Good idea, Konstantin.
Detailed suggestion below.
Note that __rte_mbuf_raw_sanity_check_mp() is used to checks the requirements
after 'nb_segs' and 'next' have been initialized.
/**
* Reinitialize an mbuf for freeing back into the mempool.
*
* The caller must ensure that the mbuf comes from the specified mempool,
* is direct and only referred to by the caller (refcnt=1).
*
* This function is used by drivers in their transmit function for mbuf fast
release
* when the transmit descriptor is initialized,
* so the driver can call rte_mbuf_raw_free()
* when the packet segment has been transmitted.
*
* @see RTE_ETH_TX_OFFLOAD_MBUF_FAST_FREE
*
* @param mp
* The mempool to which the mbuf belong.
* @param m
* The mbuf being reinitialized.
*/
static __rte_always_inline void
rte_mbuf_raw_prefree_seg(const struct rte_mempool *mp, struct rte_mbuf *m)
{
if (m->nb_segs != 1)
m->nb_segs = 1;
if (m->next != NULL)
m->next = NULL;
__rte_mbuf_raw_sanity_check_mp(m, mp);
rte_mbuf_history_mark(mbuf, RTE_MBUF_HISTORY_OP_LIB_PREFREE_RAW);
}
/**
* Reinitialize a bulk of mbufs for freeing back into the mempool.
*
* The caller must ensure that the mbufs come from the specified mempool,
* are direct and only referred to by the caller (refcnt=1).

■ Aim ■
Write the next part of the mbuf reinitialization code, starting right after its last comment line. The lines after this are separate material, unrelated to the mbuf code.

■ Recorded data ■
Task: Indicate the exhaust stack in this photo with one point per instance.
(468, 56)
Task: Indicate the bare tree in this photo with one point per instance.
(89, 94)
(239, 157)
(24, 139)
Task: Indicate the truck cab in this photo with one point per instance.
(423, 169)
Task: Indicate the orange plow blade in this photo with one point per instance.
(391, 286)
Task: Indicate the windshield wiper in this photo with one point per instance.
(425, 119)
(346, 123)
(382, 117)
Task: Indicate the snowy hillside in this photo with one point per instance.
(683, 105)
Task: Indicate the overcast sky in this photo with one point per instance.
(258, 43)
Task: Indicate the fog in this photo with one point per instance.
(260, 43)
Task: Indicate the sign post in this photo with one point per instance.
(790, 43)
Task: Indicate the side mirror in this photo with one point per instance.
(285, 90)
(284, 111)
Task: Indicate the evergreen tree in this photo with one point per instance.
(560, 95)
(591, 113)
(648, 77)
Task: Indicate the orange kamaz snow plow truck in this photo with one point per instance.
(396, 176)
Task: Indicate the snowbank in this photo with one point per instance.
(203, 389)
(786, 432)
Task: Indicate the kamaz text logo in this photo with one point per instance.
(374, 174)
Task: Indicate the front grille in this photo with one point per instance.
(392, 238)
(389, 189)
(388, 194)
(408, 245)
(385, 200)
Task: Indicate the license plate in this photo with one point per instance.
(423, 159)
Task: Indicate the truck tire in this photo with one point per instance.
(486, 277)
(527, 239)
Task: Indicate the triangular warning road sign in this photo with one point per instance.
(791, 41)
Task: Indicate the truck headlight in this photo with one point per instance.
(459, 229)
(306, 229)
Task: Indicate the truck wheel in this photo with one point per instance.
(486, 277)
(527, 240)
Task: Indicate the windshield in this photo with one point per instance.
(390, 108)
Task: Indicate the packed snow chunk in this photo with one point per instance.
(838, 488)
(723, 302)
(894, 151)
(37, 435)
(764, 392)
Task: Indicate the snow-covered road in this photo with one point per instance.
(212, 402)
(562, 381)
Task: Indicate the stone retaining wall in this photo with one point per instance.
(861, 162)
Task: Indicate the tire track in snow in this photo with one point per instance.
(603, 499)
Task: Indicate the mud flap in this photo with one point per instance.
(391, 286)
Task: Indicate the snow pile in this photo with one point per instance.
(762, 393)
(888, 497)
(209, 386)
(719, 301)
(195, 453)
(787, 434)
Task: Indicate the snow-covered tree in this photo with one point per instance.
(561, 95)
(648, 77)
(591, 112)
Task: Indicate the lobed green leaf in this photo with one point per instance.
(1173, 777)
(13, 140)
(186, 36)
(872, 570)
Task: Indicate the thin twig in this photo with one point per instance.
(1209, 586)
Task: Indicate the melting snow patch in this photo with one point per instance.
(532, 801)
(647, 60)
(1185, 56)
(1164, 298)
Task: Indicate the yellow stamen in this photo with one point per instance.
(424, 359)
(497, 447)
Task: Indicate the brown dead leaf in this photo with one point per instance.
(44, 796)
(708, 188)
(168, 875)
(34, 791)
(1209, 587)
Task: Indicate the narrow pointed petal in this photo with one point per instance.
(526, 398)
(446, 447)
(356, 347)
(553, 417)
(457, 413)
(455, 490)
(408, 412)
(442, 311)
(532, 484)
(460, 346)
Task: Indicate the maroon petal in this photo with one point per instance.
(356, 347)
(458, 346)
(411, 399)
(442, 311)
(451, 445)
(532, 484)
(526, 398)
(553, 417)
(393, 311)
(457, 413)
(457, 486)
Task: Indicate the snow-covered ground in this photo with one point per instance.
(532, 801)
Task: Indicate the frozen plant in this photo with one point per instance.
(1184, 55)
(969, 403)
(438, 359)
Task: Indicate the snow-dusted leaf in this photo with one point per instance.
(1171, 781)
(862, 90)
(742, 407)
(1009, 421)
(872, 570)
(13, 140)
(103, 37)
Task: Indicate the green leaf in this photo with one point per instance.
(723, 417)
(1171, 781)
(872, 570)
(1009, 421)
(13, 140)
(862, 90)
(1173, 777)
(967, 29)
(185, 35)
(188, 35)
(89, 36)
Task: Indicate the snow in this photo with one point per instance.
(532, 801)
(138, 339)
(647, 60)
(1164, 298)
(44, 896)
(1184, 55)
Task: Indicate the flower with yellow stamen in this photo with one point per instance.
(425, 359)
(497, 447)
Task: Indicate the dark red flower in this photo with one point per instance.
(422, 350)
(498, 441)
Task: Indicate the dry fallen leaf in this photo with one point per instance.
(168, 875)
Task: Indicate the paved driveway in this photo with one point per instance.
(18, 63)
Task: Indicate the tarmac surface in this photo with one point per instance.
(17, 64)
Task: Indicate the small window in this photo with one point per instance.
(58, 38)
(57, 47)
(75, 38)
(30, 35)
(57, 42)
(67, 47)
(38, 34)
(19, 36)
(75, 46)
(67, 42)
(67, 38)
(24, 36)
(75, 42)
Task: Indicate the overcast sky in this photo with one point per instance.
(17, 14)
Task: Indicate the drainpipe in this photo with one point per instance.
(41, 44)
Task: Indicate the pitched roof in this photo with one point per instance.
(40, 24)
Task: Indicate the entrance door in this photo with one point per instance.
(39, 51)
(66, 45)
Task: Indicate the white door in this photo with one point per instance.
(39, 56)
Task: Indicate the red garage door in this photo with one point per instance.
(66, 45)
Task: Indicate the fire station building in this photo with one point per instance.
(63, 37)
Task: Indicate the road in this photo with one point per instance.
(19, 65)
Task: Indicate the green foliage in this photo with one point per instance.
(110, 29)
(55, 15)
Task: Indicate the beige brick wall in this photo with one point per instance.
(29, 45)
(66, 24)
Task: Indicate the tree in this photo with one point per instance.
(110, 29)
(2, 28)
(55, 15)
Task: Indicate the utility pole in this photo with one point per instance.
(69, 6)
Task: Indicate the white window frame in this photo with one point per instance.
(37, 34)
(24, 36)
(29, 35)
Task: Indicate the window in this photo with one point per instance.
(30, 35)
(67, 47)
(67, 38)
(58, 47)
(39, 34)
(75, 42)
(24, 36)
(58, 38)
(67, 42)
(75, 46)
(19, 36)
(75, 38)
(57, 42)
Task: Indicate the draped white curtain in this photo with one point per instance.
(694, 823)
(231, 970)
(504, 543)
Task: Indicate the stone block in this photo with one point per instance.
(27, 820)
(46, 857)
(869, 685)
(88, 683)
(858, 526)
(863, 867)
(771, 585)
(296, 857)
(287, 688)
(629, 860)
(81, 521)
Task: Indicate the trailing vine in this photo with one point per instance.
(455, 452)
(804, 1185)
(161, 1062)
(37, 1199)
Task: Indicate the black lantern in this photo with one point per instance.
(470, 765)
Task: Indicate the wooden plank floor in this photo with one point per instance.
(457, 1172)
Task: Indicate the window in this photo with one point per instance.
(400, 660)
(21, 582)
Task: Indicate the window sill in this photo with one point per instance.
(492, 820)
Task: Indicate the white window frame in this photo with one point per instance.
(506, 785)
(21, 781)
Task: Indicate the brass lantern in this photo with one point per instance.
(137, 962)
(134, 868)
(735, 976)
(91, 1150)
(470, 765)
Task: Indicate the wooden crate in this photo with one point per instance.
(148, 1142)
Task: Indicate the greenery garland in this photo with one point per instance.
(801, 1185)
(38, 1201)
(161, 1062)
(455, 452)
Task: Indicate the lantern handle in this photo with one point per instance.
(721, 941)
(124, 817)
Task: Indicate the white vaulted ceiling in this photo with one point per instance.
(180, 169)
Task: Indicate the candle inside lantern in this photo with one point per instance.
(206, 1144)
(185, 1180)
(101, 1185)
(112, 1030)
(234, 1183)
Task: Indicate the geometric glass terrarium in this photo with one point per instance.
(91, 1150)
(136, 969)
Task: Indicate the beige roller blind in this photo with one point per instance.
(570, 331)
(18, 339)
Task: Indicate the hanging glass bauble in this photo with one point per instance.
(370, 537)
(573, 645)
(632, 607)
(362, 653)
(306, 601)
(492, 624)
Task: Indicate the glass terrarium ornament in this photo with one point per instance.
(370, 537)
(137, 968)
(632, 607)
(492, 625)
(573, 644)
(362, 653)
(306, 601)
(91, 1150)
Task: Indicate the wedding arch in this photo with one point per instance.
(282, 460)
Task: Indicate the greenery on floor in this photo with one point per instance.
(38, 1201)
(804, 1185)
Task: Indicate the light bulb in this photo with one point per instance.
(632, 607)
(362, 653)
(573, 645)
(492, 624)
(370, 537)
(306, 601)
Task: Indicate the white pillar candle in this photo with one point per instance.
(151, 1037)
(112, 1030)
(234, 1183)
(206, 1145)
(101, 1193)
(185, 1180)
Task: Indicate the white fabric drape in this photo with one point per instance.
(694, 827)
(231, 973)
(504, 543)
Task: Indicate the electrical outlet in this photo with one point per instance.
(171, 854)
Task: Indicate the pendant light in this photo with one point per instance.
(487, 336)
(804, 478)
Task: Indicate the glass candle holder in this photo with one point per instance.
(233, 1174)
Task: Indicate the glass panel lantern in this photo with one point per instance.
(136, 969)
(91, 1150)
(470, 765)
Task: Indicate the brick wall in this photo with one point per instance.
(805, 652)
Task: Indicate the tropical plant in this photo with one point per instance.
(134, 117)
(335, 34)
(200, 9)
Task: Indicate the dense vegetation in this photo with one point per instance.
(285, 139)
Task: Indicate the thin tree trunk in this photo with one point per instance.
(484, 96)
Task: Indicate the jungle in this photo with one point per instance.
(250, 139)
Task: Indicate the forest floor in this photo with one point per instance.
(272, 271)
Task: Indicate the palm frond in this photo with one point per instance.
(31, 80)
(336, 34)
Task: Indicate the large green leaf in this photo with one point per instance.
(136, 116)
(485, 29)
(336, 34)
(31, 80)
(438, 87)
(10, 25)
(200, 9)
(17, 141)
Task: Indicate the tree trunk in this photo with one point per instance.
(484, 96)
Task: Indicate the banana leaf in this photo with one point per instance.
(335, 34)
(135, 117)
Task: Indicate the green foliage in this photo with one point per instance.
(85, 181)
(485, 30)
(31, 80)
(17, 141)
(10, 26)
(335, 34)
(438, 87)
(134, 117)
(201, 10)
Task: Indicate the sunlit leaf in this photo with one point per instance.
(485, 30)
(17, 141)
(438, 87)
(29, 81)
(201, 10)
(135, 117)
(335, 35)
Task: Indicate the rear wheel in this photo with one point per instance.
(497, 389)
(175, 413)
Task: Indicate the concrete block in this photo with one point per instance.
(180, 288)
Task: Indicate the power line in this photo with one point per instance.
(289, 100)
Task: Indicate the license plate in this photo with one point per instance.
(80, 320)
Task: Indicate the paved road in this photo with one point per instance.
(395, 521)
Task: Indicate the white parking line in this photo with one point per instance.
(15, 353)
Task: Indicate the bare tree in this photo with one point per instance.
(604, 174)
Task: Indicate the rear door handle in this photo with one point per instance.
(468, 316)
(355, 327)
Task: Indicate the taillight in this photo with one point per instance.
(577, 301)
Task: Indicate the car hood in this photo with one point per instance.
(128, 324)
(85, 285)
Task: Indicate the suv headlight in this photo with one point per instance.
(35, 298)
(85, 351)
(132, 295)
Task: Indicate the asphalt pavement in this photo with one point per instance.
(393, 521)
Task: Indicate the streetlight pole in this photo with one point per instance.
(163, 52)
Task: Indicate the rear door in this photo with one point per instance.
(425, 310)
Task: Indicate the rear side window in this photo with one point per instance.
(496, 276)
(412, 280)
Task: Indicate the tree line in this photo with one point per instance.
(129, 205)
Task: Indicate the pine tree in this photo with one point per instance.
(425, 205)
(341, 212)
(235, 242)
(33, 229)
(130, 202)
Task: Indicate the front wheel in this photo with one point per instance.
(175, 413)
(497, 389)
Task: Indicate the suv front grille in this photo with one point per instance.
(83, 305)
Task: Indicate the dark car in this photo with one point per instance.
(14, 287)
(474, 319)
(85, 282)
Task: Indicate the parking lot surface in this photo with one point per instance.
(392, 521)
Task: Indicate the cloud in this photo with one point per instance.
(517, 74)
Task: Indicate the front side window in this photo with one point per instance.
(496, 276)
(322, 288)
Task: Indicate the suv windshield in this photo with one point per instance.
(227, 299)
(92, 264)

■ Answer to this problem ■
*
* This function is used by drivers in their transmit function for mbuf fast
release
* when the transmit descriptors are initialized,
* so the driver can call rte_mbuf_raw_free_bulk()
* when the packet segments have been transmitted.
*
* @see RTE_ETH_TX_OFFLOAD_MBUF_FAST_FREE
*
* @param mp
* The mempool to which the mbufs belong.
* @param mbufs
* Array of pointers to mbufs being reinitialized.
* The array must not contain NULL pointers.
* @param count
* Array size.
*/
static __rte_always_inline void
rte_mbuf_raw_prefree_seg_bulk(const struct rte_mempool *mp, struct rte_mbuf
**mbufs, unsigned int count)
{
for (unsigned int idx = 0; idx < count; idx++) {
struct rte_mbuf *m = mbufs[idx];
if (m->nb_segs != 1)
m->nb_segs = 1;
if (m->next != NULL)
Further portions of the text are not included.